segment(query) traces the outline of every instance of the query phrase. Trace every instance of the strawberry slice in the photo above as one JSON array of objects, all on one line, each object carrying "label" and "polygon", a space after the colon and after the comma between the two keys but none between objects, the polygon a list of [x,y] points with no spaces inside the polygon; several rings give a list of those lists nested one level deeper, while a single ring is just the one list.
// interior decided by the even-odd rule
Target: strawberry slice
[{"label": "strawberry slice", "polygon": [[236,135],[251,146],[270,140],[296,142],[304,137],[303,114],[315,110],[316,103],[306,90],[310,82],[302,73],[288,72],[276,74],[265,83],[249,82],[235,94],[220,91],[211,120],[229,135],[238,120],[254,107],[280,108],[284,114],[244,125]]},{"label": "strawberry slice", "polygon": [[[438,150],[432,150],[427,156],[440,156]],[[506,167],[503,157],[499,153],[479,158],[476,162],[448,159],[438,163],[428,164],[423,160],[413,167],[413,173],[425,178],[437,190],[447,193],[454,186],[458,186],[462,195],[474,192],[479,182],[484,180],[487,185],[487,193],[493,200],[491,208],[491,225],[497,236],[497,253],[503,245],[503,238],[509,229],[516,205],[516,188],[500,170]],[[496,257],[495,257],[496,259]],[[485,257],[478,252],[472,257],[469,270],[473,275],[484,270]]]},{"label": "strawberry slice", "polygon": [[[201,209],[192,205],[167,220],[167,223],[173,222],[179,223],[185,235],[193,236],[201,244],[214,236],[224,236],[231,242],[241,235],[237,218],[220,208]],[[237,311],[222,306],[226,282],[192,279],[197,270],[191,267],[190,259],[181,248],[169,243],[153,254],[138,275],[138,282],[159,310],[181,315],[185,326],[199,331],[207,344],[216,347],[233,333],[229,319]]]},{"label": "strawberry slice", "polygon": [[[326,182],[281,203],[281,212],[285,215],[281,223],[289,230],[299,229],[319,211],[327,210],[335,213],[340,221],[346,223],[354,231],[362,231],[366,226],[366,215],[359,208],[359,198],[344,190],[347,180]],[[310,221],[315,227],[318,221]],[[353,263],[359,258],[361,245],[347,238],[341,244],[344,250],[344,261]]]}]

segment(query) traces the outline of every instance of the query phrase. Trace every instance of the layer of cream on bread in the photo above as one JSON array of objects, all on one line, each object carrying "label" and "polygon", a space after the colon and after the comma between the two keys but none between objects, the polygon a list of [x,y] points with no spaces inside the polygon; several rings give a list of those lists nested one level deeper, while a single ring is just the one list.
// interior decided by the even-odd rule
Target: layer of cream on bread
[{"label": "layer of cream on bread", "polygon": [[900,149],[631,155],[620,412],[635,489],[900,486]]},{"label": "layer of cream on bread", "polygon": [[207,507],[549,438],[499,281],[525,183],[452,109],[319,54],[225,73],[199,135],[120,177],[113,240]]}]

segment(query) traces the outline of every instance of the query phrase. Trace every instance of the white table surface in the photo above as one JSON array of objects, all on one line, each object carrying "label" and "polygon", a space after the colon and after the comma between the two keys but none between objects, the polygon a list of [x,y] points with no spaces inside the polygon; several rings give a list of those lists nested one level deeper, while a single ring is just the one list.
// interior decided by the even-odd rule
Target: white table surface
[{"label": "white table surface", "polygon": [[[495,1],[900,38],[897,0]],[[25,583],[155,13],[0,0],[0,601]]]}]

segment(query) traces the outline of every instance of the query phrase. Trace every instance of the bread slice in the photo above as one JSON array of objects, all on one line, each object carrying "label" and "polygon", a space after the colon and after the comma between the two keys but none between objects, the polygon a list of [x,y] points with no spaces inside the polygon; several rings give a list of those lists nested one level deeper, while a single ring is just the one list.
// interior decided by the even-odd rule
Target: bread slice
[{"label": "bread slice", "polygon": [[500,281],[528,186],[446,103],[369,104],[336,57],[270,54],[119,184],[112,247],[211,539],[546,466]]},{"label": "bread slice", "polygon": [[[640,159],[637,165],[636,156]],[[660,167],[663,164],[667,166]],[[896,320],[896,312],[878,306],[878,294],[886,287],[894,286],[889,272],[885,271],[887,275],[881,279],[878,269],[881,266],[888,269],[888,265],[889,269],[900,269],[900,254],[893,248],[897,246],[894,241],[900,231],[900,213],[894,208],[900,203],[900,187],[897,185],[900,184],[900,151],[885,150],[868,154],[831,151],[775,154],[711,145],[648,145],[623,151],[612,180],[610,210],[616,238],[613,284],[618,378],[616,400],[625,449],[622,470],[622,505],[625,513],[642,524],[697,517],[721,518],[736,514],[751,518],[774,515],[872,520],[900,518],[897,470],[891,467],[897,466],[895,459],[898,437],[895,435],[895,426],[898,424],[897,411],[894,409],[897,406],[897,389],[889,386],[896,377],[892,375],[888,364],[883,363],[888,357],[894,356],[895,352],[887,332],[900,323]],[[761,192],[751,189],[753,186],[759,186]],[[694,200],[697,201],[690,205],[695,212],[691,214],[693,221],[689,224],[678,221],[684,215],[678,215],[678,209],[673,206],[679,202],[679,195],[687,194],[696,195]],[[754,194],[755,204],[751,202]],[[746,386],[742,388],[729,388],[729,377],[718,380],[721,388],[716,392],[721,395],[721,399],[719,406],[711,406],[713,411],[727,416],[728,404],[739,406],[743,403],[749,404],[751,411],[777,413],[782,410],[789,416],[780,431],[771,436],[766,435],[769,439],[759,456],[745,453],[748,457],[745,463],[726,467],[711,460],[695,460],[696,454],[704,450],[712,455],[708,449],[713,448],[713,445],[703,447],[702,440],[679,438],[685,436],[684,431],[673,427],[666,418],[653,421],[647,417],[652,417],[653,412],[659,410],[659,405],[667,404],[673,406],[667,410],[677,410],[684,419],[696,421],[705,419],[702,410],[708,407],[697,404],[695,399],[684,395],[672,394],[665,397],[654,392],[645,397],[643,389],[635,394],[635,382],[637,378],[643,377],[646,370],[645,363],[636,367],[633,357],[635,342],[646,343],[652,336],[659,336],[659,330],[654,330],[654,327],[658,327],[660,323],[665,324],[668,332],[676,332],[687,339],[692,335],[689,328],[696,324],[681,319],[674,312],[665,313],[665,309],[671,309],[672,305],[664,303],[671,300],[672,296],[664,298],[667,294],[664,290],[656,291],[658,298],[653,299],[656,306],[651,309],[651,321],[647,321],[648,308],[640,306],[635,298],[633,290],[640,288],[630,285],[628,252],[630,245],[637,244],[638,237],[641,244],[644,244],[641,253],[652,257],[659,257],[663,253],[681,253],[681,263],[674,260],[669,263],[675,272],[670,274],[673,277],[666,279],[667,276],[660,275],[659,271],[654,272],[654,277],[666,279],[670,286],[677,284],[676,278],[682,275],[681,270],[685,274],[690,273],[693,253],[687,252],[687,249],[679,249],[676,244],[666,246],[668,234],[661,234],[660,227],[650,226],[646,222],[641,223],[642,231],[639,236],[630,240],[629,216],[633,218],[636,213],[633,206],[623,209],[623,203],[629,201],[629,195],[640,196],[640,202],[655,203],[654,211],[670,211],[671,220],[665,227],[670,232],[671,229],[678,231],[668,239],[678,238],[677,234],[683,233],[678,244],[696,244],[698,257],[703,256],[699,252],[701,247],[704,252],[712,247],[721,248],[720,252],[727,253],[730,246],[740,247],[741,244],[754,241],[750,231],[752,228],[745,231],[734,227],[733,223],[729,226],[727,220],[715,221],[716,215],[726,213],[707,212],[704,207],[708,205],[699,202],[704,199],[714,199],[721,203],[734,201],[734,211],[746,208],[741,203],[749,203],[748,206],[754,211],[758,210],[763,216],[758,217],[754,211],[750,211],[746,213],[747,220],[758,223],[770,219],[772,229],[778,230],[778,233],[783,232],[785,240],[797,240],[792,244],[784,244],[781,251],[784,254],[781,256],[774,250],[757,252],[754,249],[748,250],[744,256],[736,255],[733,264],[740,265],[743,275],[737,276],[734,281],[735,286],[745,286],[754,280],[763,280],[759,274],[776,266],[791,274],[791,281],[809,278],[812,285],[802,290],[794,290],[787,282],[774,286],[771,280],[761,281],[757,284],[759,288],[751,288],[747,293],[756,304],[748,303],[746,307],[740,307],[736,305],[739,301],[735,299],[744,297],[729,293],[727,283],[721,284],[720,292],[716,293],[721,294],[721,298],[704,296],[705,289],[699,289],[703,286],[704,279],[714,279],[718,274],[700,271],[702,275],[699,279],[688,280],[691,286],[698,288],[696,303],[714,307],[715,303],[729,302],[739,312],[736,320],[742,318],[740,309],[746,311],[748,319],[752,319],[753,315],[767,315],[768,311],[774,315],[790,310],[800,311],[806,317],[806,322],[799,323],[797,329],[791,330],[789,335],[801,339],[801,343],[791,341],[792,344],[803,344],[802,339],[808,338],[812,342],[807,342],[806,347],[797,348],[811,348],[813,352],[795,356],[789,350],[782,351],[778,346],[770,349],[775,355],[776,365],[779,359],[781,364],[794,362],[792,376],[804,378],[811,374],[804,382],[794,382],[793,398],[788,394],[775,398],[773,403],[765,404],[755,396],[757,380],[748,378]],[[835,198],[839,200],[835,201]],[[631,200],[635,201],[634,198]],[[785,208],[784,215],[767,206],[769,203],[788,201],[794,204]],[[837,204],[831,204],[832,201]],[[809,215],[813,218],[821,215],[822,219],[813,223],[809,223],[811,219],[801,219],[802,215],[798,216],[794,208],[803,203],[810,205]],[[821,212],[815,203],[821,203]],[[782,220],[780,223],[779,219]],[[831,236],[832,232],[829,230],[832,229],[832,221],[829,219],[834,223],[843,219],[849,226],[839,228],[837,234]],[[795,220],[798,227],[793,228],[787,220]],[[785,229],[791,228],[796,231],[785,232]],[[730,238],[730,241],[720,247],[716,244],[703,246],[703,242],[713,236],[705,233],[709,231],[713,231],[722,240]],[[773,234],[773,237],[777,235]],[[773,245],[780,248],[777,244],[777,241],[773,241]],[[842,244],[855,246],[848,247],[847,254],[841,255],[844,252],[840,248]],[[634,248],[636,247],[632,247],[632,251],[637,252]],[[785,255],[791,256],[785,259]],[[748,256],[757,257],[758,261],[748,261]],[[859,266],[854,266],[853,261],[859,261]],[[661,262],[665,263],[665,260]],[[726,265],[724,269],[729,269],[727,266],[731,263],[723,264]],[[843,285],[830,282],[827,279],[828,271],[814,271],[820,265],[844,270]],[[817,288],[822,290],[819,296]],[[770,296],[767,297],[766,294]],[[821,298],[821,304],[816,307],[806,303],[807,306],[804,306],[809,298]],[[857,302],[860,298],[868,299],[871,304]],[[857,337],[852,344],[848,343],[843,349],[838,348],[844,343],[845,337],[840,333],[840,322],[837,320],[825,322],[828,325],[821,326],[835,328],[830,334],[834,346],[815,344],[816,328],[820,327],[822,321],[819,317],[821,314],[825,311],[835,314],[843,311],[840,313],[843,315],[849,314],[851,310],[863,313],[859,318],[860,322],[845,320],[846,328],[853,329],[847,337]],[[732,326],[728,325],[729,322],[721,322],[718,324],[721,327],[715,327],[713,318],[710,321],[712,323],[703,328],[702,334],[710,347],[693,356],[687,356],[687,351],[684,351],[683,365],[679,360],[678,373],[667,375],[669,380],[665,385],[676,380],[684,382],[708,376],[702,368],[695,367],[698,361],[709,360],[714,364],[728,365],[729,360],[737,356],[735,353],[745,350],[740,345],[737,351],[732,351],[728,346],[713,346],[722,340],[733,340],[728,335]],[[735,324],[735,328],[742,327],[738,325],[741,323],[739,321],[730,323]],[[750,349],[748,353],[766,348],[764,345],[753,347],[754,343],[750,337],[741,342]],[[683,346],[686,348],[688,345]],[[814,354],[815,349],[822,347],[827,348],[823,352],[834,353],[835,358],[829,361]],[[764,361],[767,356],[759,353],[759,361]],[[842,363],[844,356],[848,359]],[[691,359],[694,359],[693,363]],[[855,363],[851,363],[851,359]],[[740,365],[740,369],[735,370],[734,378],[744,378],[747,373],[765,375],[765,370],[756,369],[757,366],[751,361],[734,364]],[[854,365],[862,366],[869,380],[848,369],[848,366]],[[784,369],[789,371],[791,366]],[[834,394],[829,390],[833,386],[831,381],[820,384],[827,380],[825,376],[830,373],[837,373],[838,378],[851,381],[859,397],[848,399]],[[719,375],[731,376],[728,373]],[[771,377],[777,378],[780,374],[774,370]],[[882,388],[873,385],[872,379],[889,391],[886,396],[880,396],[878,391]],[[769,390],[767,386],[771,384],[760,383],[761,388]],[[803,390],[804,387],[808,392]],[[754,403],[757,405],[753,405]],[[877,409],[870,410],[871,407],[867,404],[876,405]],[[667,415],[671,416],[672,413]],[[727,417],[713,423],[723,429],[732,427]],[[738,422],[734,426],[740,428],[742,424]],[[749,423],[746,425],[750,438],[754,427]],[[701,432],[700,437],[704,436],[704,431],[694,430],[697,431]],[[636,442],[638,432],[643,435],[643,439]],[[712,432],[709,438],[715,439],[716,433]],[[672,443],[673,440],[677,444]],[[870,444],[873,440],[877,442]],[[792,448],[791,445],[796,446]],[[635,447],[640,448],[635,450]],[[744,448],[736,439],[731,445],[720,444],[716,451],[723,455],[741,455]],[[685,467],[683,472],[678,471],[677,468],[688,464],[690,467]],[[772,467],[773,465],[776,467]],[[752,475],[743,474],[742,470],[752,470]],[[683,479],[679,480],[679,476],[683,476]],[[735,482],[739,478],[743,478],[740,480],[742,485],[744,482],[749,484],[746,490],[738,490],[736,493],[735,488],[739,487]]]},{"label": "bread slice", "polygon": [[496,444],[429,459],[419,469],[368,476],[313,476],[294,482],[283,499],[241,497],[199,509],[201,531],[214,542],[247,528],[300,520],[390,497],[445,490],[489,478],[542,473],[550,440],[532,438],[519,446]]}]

********************

◆ **EXERCISE DIRECTIONS**: Lay out the rows from the very beginning through the line with "Target: strawberry slice", both ends included, as a JSON list of strings with one string per line and blank lines left out.

◆ **TASK OUTPUT**:
[
  "segment(query) traces the outline of every instance of the query phrase. Trace every instance of the strawberry slice in the photo above as one JSON array of objects, all on one line, each object carrying \"label\" and \"polygon\", a space after the colon and after the comma between the two keys but none between objects, the polygon a list of [x,y] points with no spaces inside the polygon; several rings give a list of those lists nested one level deeper, while a single ring is just the one list.",
  "// interior decided by the even-odd rule",
  "Target: strawberry slice"
]